*Work task:*
Precise copying is required. Return the data below in full.

Saved data entries:
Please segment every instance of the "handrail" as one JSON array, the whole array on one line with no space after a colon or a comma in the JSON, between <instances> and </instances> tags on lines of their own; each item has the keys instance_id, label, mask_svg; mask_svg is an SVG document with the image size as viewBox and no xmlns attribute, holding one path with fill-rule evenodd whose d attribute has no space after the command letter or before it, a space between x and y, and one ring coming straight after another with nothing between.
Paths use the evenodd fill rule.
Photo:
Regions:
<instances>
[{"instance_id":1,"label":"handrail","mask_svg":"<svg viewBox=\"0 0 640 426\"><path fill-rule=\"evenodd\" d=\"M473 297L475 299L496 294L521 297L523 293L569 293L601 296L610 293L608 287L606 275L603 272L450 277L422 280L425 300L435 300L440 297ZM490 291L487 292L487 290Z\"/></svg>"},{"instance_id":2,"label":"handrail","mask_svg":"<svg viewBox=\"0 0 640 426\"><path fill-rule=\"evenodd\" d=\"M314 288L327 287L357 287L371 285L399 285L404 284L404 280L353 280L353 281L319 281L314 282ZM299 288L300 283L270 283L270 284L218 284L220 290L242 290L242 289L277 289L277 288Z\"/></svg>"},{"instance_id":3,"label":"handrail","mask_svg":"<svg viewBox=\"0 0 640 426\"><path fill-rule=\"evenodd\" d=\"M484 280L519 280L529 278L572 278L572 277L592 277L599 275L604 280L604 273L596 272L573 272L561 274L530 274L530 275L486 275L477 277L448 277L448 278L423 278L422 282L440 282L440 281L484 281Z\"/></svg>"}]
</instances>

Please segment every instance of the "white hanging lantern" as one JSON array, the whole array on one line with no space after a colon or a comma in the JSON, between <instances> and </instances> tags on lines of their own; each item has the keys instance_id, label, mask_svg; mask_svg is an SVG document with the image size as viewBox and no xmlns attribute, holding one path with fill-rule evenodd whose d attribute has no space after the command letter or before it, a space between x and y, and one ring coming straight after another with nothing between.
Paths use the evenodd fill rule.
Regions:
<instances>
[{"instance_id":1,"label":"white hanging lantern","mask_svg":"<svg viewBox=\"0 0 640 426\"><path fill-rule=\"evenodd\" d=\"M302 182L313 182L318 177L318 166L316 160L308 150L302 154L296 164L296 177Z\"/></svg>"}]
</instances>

*Answer space:*
Please segment every instance of the "handrail" as one JSON array, the whole array on one line with no space after a colon or a comma in the JSON, between <instances> and </instances> tags on lines of their own; each item has the keys instance_id, label, mask_svg; mask_svg is an SVG document with the image size as viewBox and no xmlns attribute, holding one path with fill-rule evenodd whose d attribute has no space after the command letter or before it, a space between x and y, and one ring coming straight after another with nothing between.
Paths use the evenodd fill rule.
Photo:
Regions:
<instances>
[{"instance_id":1,"label":"handrail","mask_svg":"<svg viewBox=\"0 0 640 426\"><path fill-rule=\"evenodd\" d=\"M473 297L475 299L496 294L521 297L523 293L569 293L601 296L610 293L608 287L606 275L603 272L450 277L422 280L425 300L435 300L440 297ZM490 291L487 292L487 290Z\"/></svg>"},{"instance_id":2,"label":"handrail","mask_svg":"<svg viewBox=\"0 0 640 426\"><path fill-rule=\"evenodd\" d=\"M314 288L327 287L357 287L371 285L399 285L404 284L404 280L353 280L353 281L319 281L314 282ZM299 288L300 283L270 283L270 284L218 284L220 290L242 290L242 289L277 289L277 288Z\"/></svg>"},{"instance_id":3,"label":"handrail","mask_svg":"<svg viewBox=\"0 0 640 426\"><path fill-rule=\"evenodd\" d=\"M484 280L519 280L529 278L572 278L572 277L592 277L599 275L604 280L604 273L596 272L573 272L561 274L530 274L530 275L486 275L477 277L448 277L448 278L423 278L422 282L440 282L440 281L484 281Z\"/></svg>"}]
</instances>

Please segment every instance of the "white hanging lantern" as one JSON array, the whole array on one line with no space after a colon or a comma in the JSON, between <instances> and </instances> tags on lines of their own; each item has the keys instance_id, label, mask_svg; mask_svg is an SVG document with the image size as viewBox and no xmlns attribute, holding one path with fill-rule evenodd whose d attribute has no space after the command letter or before it, a space between x and y, and one ring coming straight after another with nothing between.
Paths use the evenodd fill rule.
Regions:
<instances>
[{"instance_id":1,"label":"white hanging lantern","mask_svg":"<svg viewBox=\"0 0 640 426\"><path fill-rule=\"evenodd\" d=\"M302 182L313 182L318 177L318 166L316 160L308 150L302 154L296 164L296 177Z\"/></svg>"}]
</instances>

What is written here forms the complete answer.